__OBJECTIVE__. Find each line in the records below that contains the word "provide" and copy those lines.
====
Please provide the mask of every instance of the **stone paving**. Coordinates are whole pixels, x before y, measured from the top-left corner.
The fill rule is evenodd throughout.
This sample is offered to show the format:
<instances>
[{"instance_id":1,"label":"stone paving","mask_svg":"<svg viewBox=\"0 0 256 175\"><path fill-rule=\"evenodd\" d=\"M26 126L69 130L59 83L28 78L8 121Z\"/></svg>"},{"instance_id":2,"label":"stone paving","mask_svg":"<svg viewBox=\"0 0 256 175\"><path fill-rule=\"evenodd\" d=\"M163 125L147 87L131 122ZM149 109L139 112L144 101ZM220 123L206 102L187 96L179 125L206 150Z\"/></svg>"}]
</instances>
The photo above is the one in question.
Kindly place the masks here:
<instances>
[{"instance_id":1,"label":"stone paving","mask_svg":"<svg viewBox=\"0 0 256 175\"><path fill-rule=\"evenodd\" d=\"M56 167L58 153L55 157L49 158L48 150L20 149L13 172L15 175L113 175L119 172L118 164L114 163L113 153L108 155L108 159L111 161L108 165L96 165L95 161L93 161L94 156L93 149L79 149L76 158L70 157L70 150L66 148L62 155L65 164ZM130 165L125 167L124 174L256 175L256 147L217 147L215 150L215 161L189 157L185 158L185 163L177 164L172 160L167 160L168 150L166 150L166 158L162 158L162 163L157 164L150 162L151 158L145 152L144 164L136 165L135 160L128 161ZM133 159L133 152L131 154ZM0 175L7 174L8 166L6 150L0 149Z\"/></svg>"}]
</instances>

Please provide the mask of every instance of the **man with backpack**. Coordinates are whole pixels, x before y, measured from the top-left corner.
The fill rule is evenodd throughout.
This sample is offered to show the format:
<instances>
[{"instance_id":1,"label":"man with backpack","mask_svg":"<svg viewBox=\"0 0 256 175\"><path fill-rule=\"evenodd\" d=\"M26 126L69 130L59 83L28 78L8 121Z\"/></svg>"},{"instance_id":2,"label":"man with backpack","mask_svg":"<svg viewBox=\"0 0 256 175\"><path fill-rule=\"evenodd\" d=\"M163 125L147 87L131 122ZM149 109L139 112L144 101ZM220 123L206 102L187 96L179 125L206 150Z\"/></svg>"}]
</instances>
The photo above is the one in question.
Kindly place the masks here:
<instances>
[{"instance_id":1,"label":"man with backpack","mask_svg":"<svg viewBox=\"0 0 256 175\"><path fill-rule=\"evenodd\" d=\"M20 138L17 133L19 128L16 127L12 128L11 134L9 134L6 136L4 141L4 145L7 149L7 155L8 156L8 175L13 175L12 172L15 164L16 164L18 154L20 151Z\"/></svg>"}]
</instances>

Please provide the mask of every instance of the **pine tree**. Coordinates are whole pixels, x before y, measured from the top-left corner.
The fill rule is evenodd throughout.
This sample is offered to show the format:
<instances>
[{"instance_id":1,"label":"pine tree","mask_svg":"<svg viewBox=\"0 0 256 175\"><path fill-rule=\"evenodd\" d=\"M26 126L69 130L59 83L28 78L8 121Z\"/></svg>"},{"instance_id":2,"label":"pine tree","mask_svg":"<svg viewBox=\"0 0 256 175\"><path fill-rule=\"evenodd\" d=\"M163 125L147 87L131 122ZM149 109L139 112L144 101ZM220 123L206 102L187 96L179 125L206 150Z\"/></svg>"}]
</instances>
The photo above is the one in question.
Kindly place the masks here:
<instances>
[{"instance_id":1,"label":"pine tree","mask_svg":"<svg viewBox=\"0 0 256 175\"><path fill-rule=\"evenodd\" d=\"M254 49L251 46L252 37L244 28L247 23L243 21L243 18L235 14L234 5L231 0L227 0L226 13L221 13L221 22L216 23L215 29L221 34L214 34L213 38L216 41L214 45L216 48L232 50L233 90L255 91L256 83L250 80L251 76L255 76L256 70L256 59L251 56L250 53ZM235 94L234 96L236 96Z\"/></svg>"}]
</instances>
====
__EXPECTED OUTPUT__.
Please provide the mask of every instance of the **stone paving**. Coordinates are whole pixels, x before y, measured from the top-left corner.
Please provide the mask of every instance of the **man with backpack**. Coordinates are whole pixels, x before y, measured from the top-left corner.
Please provide the mask of every instance of the **pine tree**. Coordinates are whole pixels, x before y, measured from the top-left corner.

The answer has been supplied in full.